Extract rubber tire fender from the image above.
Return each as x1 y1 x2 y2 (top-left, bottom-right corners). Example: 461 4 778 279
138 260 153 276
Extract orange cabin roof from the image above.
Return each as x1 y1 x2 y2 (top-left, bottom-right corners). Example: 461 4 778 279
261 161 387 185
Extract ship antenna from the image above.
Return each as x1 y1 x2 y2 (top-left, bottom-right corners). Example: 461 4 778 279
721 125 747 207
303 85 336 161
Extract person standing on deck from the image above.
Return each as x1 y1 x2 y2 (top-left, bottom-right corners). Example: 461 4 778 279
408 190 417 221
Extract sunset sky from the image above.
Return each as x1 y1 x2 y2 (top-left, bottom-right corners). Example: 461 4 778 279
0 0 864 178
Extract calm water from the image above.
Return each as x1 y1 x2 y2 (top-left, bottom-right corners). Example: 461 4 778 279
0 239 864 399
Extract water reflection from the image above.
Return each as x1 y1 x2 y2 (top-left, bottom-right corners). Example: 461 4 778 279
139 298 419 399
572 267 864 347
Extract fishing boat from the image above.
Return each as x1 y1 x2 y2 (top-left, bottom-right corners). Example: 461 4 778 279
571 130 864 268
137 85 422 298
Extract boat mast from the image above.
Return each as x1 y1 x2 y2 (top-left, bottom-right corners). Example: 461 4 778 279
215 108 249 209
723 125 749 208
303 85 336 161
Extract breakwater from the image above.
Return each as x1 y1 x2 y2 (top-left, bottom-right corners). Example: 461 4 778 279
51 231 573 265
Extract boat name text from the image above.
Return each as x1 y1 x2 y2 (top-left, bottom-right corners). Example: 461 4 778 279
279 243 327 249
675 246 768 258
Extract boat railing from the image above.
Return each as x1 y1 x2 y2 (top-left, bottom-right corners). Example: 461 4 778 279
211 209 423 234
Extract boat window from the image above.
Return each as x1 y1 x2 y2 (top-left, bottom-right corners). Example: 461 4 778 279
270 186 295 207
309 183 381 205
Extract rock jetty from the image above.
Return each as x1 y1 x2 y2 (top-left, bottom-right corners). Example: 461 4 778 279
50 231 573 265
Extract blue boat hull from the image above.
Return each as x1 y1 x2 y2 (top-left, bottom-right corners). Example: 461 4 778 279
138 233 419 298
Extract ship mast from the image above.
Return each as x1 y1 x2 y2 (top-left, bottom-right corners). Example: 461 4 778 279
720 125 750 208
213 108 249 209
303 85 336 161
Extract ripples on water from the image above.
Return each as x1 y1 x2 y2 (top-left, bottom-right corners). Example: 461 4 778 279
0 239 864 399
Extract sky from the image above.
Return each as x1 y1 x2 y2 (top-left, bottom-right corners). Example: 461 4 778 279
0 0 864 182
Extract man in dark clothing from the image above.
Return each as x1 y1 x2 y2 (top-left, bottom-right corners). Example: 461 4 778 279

...

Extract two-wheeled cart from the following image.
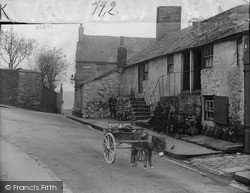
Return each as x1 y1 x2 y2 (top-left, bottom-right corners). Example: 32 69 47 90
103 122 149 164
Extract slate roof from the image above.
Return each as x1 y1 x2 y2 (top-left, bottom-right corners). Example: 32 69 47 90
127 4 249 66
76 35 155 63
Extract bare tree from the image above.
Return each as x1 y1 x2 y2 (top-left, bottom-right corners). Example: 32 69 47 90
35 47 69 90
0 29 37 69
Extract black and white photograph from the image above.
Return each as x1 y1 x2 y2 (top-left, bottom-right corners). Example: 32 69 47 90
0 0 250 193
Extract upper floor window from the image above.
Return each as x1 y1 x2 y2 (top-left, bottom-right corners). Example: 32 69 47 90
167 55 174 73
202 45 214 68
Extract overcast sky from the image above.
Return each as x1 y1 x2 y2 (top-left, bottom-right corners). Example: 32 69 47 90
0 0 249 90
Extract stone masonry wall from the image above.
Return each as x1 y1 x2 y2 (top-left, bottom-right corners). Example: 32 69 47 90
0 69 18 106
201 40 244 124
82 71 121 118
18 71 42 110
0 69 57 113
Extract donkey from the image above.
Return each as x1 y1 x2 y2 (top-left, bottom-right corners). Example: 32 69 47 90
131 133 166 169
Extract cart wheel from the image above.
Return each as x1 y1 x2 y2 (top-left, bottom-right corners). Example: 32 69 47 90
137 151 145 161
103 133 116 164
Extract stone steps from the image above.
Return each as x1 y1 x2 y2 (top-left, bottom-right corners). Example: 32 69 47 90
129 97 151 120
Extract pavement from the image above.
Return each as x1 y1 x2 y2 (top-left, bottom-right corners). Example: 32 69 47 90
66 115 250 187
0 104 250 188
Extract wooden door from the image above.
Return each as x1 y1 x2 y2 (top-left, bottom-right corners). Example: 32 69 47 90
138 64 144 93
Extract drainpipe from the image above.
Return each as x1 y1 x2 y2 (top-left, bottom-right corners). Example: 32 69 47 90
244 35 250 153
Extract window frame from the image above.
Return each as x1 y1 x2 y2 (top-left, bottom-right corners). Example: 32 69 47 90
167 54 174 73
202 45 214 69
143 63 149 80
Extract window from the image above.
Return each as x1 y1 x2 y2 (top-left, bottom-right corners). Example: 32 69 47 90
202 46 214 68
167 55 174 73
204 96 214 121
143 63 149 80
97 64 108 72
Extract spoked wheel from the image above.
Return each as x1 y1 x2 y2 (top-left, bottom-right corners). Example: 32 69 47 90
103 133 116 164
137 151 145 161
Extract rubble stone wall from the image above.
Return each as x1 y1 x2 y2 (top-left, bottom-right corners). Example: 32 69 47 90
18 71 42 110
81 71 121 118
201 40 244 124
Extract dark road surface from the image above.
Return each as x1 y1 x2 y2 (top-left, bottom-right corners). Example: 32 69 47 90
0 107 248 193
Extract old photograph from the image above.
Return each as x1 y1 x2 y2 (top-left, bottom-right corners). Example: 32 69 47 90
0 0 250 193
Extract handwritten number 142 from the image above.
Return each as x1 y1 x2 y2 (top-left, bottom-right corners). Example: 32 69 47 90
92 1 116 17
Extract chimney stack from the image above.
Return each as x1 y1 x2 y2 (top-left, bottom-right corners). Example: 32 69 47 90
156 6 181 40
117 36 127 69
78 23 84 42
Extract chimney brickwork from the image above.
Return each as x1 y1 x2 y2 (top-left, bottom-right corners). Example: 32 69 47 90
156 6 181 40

--

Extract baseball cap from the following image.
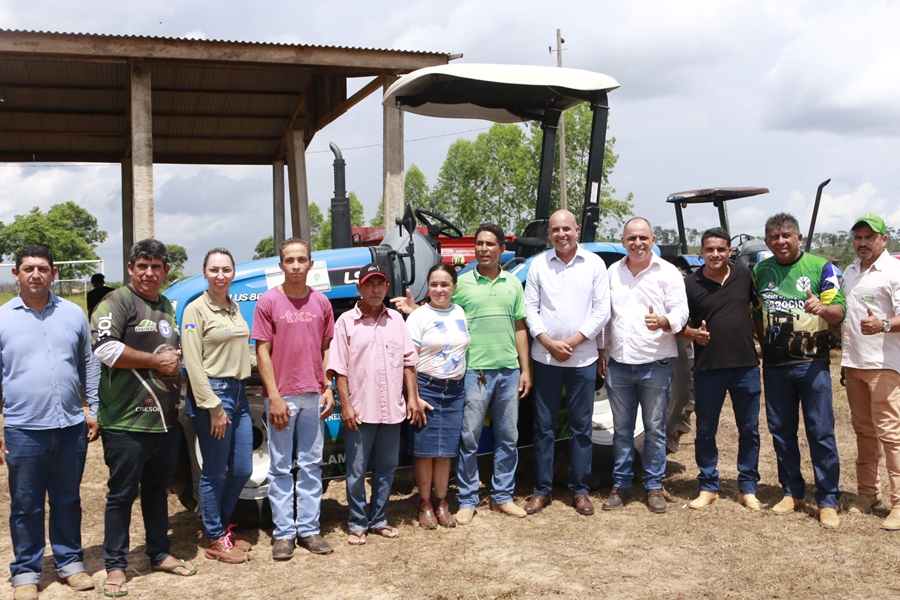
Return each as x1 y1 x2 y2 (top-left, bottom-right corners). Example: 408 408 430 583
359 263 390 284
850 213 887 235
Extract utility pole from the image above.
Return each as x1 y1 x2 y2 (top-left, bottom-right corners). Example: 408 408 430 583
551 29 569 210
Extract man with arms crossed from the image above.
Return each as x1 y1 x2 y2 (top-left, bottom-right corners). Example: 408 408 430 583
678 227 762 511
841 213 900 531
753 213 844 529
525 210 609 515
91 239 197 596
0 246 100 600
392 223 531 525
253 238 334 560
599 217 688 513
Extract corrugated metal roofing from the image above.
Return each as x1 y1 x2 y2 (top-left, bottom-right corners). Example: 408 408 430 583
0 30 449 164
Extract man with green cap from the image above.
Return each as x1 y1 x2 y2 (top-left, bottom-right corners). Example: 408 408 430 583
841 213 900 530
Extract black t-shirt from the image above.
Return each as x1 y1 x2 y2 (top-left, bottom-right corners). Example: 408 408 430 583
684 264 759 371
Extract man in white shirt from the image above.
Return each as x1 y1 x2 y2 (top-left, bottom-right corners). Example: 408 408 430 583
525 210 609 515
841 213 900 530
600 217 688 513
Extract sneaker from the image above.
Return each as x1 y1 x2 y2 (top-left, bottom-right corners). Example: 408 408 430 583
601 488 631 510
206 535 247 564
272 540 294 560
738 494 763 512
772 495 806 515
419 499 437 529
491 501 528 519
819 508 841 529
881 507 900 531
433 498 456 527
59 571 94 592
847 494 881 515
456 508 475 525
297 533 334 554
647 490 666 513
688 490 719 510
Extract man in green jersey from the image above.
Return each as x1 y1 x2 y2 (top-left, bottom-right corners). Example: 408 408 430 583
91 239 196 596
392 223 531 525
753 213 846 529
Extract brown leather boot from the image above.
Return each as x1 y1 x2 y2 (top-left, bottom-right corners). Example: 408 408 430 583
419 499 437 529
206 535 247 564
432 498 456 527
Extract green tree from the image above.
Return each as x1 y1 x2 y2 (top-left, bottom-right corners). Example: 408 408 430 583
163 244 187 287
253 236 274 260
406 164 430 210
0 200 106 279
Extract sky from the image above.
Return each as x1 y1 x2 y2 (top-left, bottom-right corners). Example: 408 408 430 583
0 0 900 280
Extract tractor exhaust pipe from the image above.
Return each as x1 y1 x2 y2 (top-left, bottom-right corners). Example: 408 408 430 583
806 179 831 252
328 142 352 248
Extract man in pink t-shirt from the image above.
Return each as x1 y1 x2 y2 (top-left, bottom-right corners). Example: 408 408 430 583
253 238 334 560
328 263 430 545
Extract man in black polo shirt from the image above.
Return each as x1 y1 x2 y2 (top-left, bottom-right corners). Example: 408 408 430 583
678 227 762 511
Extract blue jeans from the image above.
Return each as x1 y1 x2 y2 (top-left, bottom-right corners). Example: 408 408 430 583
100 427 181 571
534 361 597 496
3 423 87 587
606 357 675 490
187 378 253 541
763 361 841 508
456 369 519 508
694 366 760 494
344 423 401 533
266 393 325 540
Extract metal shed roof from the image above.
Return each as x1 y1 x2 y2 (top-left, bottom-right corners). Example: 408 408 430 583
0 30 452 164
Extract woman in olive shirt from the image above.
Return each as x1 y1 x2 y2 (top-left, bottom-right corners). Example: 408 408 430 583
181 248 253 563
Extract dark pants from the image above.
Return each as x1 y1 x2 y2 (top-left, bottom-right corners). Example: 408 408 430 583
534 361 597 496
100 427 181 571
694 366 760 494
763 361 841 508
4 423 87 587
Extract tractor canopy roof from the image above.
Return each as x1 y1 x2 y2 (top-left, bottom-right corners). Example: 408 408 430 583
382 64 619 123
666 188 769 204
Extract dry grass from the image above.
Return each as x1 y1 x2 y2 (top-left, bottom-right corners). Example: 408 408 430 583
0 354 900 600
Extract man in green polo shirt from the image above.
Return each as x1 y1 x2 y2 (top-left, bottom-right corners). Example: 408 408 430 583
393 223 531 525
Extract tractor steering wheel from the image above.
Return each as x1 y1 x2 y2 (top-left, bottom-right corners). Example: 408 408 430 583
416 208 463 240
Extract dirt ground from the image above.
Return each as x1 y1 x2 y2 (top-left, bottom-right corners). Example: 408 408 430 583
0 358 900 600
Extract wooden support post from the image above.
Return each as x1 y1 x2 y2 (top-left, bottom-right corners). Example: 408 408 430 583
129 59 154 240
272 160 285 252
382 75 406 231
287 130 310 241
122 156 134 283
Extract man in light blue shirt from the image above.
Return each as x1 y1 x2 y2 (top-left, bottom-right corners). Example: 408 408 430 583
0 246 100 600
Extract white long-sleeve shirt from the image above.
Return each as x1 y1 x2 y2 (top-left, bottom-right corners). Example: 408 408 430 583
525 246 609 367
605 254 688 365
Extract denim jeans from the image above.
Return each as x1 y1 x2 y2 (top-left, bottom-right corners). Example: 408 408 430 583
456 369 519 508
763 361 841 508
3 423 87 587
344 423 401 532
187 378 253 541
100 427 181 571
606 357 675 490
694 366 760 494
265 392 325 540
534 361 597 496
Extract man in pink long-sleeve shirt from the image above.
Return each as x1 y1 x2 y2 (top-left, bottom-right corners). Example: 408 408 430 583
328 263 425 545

| Prompt |
Update the lines starting at the one containing "Extract dry grass from the image above." and ending at the one containing "393 223 531 525" by changing "dry grass" to "tall weeds". Write out only those lines, with nothing else altered.

| Solution to the problem |
Extract tall weeds from the image above.
Return each as x1 y1 x2 y2 (top-left, bottom-right corners). Example: 408 408 430 583
0 354 900 600
Extract man in green polo shirt from the image above.
Return each as x1 y1 x2 y2 (top-left, bottom-right corners). Example: 408 408 430 583
393 223 531 525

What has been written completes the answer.